#### Brano

Il comunismo e la comune

13.06.2012

Per questa riflessione prendo spunto da un articolo pubblicato su una rivista fiorentina, dove si parla di comunismo risalendo alle sue radici, prescindendo dalle teorie note di Marx ed Engels, E dagli Stati che oggi e in passato si sono definiti comunisti. Viene fatta una disamina concettuale del comunismo risalendo all'etimologia del termine così come è apparso per la prima volta nella storia e come è poi ricomparso durante il corso della stessa. In particolare si accenna al periodo medievale e a quello della prima modernità, a correnti radicali hussiti, hutteriti e taboriti le cui dottrine furono definite communisticae. 

Anche nel cinquecento, prosegue la nota, c'erano degli eretici che predicavano la comunione dei beni e il vivere comunitario, incitando a espropriare dalle loro ricchezze la nobiltà e il clero. E'evidente che tutto il problema sorge dallo spostamento dell'attenzione da se stessi all'esterno, pensare la realtà come qualcosa che può e deve essere posseduta, modificata, utilizzata ecc. questo atteggiamento egoico ha di seguito generato tutte le subalternità e le posizioni predominanti che si sono sviluppate nel corso della storia dell'umanità. 

Da quel momento, ossia da quando sono sorti gli oggetti del contendere, del mio e del tuo, hanno preso corpo le fazioni, le classi, le divisioni ecc. Il passo successivo non poteva essere che il conflitto e la rivendicazione, essendosi venuta a creare un inevitabile sperequazione tra chi aveva il potere e chi non, tra i più forti e i più deboli, tra ricchi e poveri, insomma. Questa struttura mentale si è via via consolidata grazie alle religioni intesa come chiesa e la politica, con l'avvento quindi di due fazioni il fideismo che ritiene di avere l'esclusiva della dimensione spirituale e il laicismo che invece quello del governo del popolo, fazioni che a volte in lotta a volte integrati, hanno predominato in tutta la struttura societaria. 

Solo che il conflitto in quanto tale è sterile perché presuppone alla fine comunque un predominio, per dire i poveri vogliono togliere ai ricchi ma per farlo devono "prendere il potere" e poi cercare di impedire a quegli altri di riprendere il sopravvento; dall'altro i ricchi e chi detiene il potere vuole tenerselo e quindi reprime o impone regole e condizioni. Questo conflitto a volte sotterraneo altre volte esploso in modo eclatante, ha permeato tutta la storia, si è trasformato in certi momenti in compromessi e complicità a seconda delle opportunità e delle circostanze e ha prodotto veri e propri incapsulamenti attraverso leggi, tradizioni e un certo tipo di educazione ecc.

########
#### Estratti dall'elenco

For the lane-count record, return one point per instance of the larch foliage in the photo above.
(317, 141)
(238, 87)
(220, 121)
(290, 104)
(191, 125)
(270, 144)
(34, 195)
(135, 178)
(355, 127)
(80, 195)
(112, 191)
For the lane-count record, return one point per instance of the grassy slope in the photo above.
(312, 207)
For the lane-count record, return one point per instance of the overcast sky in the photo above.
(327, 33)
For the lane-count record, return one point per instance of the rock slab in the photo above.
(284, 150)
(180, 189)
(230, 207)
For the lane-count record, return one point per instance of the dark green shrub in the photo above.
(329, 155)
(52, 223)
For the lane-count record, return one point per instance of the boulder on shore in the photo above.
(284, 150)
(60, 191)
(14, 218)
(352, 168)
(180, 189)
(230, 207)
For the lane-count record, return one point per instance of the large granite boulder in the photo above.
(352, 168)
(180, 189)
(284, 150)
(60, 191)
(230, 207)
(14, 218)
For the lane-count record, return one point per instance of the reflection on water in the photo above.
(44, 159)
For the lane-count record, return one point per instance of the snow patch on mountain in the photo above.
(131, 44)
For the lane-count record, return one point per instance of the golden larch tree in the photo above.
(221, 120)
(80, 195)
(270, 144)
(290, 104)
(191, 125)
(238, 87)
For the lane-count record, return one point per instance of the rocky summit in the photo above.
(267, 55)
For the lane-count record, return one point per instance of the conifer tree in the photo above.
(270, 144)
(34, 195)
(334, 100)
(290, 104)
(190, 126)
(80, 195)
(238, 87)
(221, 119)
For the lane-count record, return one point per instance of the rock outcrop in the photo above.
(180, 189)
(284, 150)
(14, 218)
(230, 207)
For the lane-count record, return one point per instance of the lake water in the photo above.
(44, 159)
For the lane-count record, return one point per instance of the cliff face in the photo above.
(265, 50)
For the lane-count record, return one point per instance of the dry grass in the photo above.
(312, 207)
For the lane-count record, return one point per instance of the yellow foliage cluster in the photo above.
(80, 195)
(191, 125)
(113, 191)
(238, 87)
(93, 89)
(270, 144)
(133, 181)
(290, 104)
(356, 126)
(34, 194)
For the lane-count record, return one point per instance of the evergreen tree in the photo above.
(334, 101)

########
#### Estratti dall'elenco

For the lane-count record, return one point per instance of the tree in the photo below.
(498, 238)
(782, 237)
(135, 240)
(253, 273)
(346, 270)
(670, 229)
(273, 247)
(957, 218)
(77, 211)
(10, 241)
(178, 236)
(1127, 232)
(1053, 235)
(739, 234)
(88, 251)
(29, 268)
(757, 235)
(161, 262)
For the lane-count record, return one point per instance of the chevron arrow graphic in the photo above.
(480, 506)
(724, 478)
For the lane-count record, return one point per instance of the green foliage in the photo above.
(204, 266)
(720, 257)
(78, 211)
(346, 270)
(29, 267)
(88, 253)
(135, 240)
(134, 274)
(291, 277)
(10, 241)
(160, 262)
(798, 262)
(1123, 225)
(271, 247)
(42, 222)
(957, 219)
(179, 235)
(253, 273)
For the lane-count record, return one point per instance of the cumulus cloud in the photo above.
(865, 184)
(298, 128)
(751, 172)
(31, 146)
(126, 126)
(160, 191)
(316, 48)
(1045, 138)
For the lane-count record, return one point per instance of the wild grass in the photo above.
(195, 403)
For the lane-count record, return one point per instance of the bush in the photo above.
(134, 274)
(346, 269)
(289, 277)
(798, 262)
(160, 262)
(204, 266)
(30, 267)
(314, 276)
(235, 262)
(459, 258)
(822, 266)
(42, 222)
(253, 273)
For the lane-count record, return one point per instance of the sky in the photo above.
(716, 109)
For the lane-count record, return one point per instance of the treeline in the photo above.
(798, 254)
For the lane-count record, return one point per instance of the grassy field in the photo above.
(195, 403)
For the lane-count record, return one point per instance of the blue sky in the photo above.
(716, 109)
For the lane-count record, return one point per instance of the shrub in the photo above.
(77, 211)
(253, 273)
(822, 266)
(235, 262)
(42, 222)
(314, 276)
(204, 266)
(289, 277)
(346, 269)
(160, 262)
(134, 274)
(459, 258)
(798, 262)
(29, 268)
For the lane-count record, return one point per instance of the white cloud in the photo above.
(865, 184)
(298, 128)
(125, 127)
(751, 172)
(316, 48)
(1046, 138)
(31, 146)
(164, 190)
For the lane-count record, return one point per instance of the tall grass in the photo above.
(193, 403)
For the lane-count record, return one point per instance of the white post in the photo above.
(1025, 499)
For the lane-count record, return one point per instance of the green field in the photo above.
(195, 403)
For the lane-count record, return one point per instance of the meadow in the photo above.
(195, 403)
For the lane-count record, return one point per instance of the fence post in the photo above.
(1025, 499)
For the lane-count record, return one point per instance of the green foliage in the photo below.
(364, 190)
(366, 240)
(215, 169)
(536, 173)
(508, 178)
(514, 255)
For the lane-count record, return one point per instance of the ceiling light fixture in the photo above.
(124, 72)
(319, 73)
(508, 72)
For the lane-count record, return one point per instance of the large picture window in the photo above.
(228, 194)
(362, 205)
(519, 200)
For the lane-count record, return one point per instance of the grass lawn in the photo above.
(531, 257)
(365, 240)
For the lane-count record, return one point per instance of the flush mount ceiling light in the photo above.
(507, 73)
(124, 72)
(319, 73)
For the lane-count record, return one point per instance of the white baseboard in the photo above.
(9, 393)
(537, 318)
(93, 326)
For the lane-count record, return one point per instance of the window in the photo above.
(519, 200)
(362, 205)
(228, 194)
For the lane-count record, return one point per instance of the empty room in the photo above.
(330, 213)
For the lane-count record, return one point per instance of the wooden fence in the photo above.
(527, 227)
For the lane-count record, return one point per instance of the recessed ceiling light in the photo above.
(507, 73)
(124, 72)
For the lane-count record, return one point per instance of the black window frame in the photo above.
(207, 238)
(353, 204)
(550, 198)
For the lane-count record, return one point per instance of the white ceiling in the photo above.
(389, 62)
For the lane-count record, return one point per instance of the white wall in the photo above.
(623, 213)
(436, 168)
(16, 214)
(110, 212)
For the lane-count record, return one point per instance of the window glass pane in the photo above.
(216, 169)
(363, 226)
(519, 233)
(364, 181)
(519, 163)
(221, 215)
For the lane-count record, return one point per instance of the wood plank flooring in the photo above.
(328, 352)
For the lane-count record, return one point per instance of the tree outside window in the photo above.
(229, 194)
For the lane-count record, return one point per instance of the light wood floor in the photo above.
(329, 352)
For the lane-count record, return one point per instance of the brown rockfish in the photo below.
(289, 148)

########

Cose da fare.
1/ Ricopia dal brano sul comunismo il tratto che comincia con le parole "Da quel momento, ossia" e si ferma dopo "la struttura societaria.".
2/ Prosegui il brano sul comunismo e la comune a partire dall'ultima frase riportata.

Risposte date.
1/
Da quel momento, ossia da quando sono sorti gli oggetti del contendere, del mio e del tuo, hanno preso corpo le fazioni, le classi, le divisioni ecc. Il passo successivo non poteva essere che il conflitto e la rivendicazione, essendosi venuta a creare un inevitabile sperequazione tra chi aveva il potere e chi non, tra i più forti e i più deboli, tra ricchi e poveri, insomma. Questa struttura mentale si è via via consolidata grazie alle religioni intesa come chiesa e la politica, con l'avvento quindi di due fazioni il fideismo che ritiene di avere l'esclusiva della dimensione spirituale e il laicismo che invece quello del governo del popolo, fazioni che a volte in lotta a volte integrati, hanno predominato in tutta la struttura societaria.

2/
Questa pressione innaturale e prevaricatrice ha mostrato delle flessioni solo quando per la forza della disperazione, del bisogno della sopravvivenza, con la nascita di movimenti spontanei e non che hanno cercato di rompere gli schemi attraverso mezzi cruenti, le rivoluzioni, oppure sotterranei e relativamente non violenti: sette, gruppi intellettuali ecc. che hanno rappresentato una volontà di ribellione. Il fatto è che, nei promotori e componenti di questi movimenti, salvo rare eccezioni (gruppi iniziatici), non è presente la consapevolezza, il cambiamento ha spesso portato all'applicazione di una sorta di legge del contrappasso. 

Per cui spesso la ribellione si è cristallizzata a sua volta in un nuovo potere che si limitava a sostituire quello preesistente. In tempi remoti e in civiltà antichissime, questo problema era inesistente perché non era ancora presente il senso dell'essere altro da se, il dualismo era sostituito dalla centralità dell'essere, dalla consapevolezza di essere anche un corpo ma non essere solo il corpo, dalla consapevolezza che avvicina alla propria più intima essenza e che stimola l'accettazione incondizionata del flusso naturale delle cose (correnti come il taoismo e il tantrismo erano e sono, tanto per intenderci, orientati in questo senso). 

Questa impostazione di vita che consentiva di gestire i rapporti in modo totalmente oggettivo, per la presenza di una forte consonanza energetica, la contrapposizione semplicemente era un concetto inesistente. Lo sciamanesimo, il contatto diretto con la più profonda essenza di se e con l'energia onnipervadente, rendeva inutile la necessità di comprendere, di cercare, di giudicare, di scegliere di prendere, la vita veniva sperimentata e accettata in tutte le sue sfumature. Con la perdita di questa condizione è subentrato, come già detto, la dualità, la sensazione di essere staccato dalle cose, da qui la "necessità" e il "bisogno" di doversi "riprendere" qualcosa che appare altro da se, per colmare il vuoto: ma quest'oggetto sconosciuto da conquistare diventa anche appannaggio dell'altro di qui la contesa per la supremazia e per il possesso. 

Mettere in comune le cose, condividere gli spazi, vivere in armonia, prosegue l'articolo,sono i principi che hanno ispirato e inspirano, in radice il comunismo, ma questi principi sono stati soprattutto appannaggio e realmente applicati nelle comuni. Dove però, accanto alla mera struttura organizzativa, c'era un lavoro sulle persone che consentiva di riappropriarsi della dimensione interiore di cui si accennava sopra. Il presupposto perché una struttura comunitaria possa funzionare è mettere tutte le persone nelle condizioni di non dover avere bisogno, né di sentire l'abbandono o la privazione di un qualcosa.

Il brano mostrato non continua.